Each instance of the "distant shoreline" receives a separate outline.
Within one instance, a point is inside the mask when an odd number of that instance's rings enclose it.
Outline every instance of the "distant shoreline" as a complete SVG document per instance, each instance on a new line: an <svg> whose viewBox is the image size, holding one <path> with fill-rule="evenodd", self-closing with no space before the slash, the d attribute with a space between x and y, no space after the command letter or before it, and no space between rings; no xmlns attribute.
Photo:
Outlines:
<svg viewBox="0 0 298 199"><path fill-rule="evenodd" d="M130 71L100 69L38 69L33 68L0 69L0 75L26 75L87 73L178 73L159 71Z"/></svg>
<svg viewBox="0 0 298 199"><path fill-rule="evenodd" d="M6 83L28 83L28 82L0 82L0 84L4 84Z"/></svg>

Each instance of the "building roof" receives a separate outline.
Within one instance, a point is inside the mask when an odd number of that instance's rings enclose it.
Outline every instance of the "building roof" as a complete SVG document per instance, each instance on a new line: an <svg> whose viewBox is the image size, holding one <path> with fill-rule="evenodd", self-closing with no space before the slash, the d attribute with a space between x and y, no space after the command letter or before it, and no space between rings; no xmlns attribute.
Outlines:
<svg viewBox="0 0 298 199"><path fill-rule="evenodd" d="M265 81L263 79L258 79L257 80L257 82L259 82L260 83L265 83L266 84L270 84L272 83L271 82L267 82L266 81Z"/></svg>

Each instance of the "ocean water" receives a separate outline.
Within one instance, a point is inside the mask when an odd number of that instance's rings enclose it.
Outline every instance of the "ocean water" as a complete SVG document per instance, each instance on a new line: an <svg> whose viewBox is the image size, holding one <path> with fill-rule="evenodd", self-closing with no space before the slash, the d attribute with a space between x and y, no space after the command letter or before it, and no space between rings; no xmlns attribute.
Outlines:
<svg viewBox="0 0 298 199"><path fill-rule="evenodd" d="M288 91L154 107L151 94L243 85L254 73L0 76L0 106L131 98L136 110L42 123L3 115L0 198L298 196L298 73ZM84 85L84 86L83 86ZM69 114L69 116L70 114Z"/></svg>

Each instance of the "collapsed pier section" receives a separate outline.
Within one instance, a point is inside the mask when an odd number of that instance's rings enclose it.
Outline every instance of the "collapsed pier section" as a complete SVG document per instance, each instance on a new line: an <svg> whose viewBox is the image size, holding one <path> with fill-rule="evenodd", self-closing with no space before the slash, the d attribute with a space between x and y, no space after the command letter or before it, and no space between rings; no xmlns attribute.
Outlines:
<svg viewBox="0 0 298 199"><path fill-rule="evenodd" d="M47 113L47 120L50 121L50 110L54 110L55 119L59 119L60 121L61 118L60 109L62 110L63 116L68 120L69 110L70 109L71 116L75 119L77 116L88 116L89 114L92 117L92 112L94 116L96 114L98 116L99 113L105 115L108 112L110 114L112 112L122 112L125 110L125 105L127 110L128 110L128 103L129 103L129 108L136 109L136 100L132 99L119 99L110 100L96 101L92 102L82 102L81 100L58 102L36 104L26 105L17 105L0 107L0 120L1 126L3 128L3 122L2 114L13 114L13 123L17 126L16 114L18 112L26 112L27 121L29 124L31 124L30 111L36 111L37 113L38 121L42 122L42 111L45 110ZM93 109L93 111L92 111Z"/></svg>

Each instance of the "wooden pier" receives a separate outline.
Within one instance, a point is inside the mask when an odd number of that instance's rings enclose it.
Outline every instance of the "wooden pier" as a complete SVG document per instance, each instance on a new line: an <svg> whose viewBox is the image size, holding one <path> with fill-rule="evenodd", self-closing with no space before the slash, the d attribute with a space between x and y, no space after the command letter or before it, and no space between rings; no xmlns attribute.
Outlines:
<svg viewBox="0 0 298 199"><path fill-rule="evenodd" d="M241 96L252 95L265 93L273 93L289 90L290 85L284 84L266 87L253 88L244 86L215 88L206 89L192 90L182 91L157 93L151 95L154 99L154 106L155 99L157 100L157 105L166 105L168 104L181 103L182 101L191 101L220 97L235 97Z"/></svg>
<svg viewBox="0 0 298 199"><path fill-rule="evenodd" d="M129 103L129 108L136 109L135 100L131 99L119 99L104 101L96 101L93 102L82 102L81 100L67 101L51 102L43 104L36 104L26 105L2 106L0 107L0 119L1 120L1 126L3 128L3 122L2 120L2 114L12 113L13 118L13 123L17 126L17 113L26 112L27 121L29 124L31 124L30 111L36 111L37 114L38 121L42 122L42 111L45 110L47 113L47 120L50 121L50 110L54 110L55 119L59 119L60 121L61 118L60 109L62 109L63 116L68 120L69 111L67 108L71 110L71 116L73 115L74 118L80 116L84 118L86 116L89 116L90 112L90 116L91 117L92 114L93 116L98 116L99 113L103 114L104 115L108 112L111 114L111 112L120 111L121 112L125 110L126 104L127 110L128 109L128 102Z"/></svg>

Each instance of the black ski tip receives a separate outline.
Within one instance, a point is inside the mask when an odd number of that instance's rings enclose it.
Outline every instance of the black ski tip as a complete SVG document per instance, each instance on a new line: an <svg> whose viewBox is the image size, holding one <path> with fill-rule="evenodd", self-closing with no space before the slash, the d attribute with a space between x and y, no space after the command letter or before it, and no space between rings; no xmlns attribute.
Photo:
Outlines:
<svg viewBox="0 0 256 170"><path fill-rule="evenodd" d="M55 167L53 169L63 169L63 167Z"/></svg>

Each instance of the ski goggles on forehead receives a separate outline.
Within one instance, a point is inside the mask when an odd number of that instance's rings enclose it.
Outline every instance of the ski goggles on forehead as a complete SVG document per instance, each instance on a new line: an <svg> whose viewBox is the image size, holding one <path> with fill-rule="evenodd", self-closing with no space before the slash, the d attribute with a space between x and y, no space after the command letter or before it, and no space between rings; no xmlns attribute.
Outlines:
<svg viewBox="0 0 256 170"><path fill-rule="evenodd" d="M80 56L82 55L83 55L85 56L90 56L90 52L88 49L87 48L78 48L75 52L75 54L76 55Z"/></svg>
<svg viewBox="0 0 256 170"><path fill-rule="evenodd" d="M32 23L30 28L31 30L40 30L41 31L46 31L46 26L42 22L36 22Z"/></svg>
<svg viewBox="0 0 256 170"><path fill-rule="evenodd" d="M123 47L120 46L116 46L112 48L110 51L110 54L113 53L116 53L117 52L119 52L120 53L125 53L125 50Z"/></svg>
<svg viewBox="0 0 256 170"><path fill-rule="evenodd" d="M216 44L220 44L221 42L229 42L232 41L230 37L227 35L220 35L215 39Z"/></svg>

++++++++++++++++++++

## Stated goal
Restate all of the items above verbatim, keeping every line unchanged and in its original order.

## Finished exercise
Each instance of the "distant shoreline" receives a separate outline.
Within one instance, a point is inside the mask when an odd number of that instance's rings enclose it.
Outline every instance of the "distant shoreline" as a complete SVG document per instance, each instance on a new line: an <svg> whose viewBox is the image size, holding one <path> with fill-rule="evenodd", self-closing with no space before the slash, the d attribute with a space between x and y, no space after the command letter or before it, and no space between rings; no xmlns attribute.
Photo:
Outlines:
<svg viewBox="0 0 298 199"><path fill-rule="evenodd" d="M130 71L100 69L38 69L33 68L0 69L0 75L26 75L87 73L178 73L159 71Z"/></svg>
<svg viewBox="0 0 298 199"><path fill-rule="evenodd" d="M6 83L28 83L28 82L0 82L0 84L4 84Z"/></svg>

Each instance of the "building roof" receives a separate outline.
Within one instance, a point is inside the mask when an odd number of that instance's rings enclose it.
Outline every instance of the "building roof" as a complete SVG document per instance, each instance on a new line: an <svg> whose viewBox is the image size, holding one <path> with fill-rule="evenodd", self-closing with no space before the slash, the d attribute with a space between x and y, no space after the command letter or before it, and no space between rings; no xmlns attribute.
Outlines:
<svg viewBox="0 0 298 199"><path fill-rule="evenodd" d="M265 81L263 79L258 79L257 80L257 82L259 82L260 83L265 83L266 84L270 84L272 83L271 82L267 82L266 81Z"/></svg>

Each instance of the "ocean water" receives a separate outline.
Within one instance, a point is inside the mask when an odd number of that instance's rings enclose it.
Outline every instance of the "ocean water" as a complete SVG document per instance, each instance on a new line: an <svg> whose viewBox is the image size, holding one <path> with fill-rule="evenodd", self-closing with no space before the slash, the d attribute with a space between x and y, no space after the command letter or before it, and no space between rings; no xmlns attribute.
Outlines:
<svg viewBox="0 0 298 199"><path fill-rule="evenodd" d="M288 91L154 107L151 94L243 85L254 73L0 76L0 106L131 98L136 110L42 123L3 115L0 198L298 196L298 73ZM84 85L84 86L83 86ZM69 114L69 116L70 114Z"/></svg>

Each instance of the "collapsed pier section" receives a separate outline.
Within one instance, a point is inside the mask when an odd number of that instance's rings enclose it.
Outline every instance of the "collapsed pier section" as a complete SVG document per instance, each instance on a new line: an <svg> whose viewBox is the image size, holding one <path> with fill-rule="evenodd", self-closing with no space before the slash, the d attribute with a space between x and y, no space after the command letter or before it, and no space between rings; no xmlns attribute.
Outlines:
<svg viewBox="0 0 298 199"><path fill-rule="evenodd" d="M47 113L47 120L50 121L50 110L54 110L55 119L59 119L60 121L61 118L60 109L62 110L63 116L68 120L69 110L70 109L71 116L75 119L77 116L88 116L89 114L92 117L92 112L94 116L96 114L98 116L99 113L105 115L108 112L110 114L112 112L122 112L125 110L125 105L127 110L128 110L128 103L129 103L129 108L136 109L136 100L132 99L119 99L110 100L96 101L92 102L82 102L81 100L58 102L36 104L26 105L17 105L0 107L0 120L1 126L3 128L3 122L2 114L13 114L13 123L17 126L16 114L18 112L26 112L27 121L29 124L31 124L30 111L36 111L37 113L38 121L42 122L42 111L45 110ZM93 109L93 111L92 111Z"/></svg>

Each instance of the "wooden pier" receives a separate outline.
Within one instance, a point is inside the mask when an odd number of that instance's rings enclose it.
Outline every instance of the "wooden pier" as a complete SVG document per instance, each instance on a new line: an <svg> whose viewBox is the image size, holding one <path> with fill-rule="evenodd", self-closing with no space before the slash, the d attribute with a space between x and y, no space after the command letter or before it, and no space between rings; no xmlns attribute.
Outlines:
<svg viewBox="0 0 298 199"><path fill-rule="evenodd" d="M241 96L252 95L265 93L273 93L289 90L290 85L284 84L266 87L253 88L244 86L215 88L206 89L192 90L182 91L157 93L151 95L154 99L154 106L155 99L157 100L157 105L166 105L168 104L181 103L182 101L191 101L220 97L235 97Z"/></svg>
<svg viewBox="0 0 298 199"><path fill-rule="evenodd" d="M129 103L129 108L136 109L135 100L131 99L119 99L104 101L96 101L93 102L82 102L81 100L67 101L51 102L43 104L36 104L26 105L2 106L0 107L0 119L1 120L1 126L3 128L3 122L2 120L2 114L12 113L13 118L13 123L17 126L17 113L26 112L27 121L29 124L31 124L30 111L36 111L37 114L38 121L42 122L42 111L45 110L47 113L47 120L50 121L50 110L54 110L55 119L59 119L60 121L61 118L60 109L62 109L63 116L68 120L69 111L67 108L71 110L71 116L73 115L74 118L80 116L84 118L86 116L89 116L90 112L90 116L91 117L92 114L93 116L98 116L99 113L103 114L104 115L108 112L111 114L111 112L120 111L121 112L125 110L126 104L127 110L128 109L128 102Z"/></svg>

Each instance of the black ski tip receives a separate outline.
Within one instance, a point is inside the mask when an odd number of that instance's rings enclose it.
Outline every instance of the black ski tip as a complete SVG document per instance, each instance on a new line: an <svg> whose viewBox is the image size, holding one <path> with fill-rule="evenodd", self-closing with no space before the slash, the d attribute with a space between x and y, no space after the command letter or before it, and no space between rings; no xmlns attribute.
Photo:
Outlines:
<svg viewBox="0 0 256 170"><path fill-rule="evenodd" d="M55 167L53 169L63 169L63 167Z"/></svg>

Each instance of the ski goggles on forehead receives a separate outline.
Within one instance, a point is inside the mask when an odd number of that instance's rings enclose it.
Outline every instance of the ski goggles on forehead as a complete SVG document per instance, each instance on a new line: an <svg> whose viewBox is the image size, holding one <path> with fill-rule="evenodd", self-closing with no space before the slash, the d attribute with a space between x and y, no space after the command letter or before it, and no space between rings; no xmlns attribute.
Outlines:
<svg viewBox="0 0 256 170"><path fill-rule="evenodd" d="M80 56L82 55L83 55L85 56L90 56L90 52L88 49L87 48L78 48L75 52L75 54L76 55Z"/></svg>
<svg viewBox="0 0 256 170"><path fill-rule="evenodd" d="M32 23L30 28L31 30L40 30L41 31L46 31L46 26L42 22L36 22Z"/></svg>
<svg viewBox="0 0 256 170"><path fill-rule="evenodd" d="M123 47L120 46L116 46L112 48L110 51L110 54L113 53L116 53L117 52L119 52L120 53L125 53L125 50Z"/></svg>
<svg viewBox="0 0 256 170"><path fill-rule="evenodd" d="M216 44L220 44L221 42L229 42L232 41L230 37L227 35L220 35L215 39Z"/></svg>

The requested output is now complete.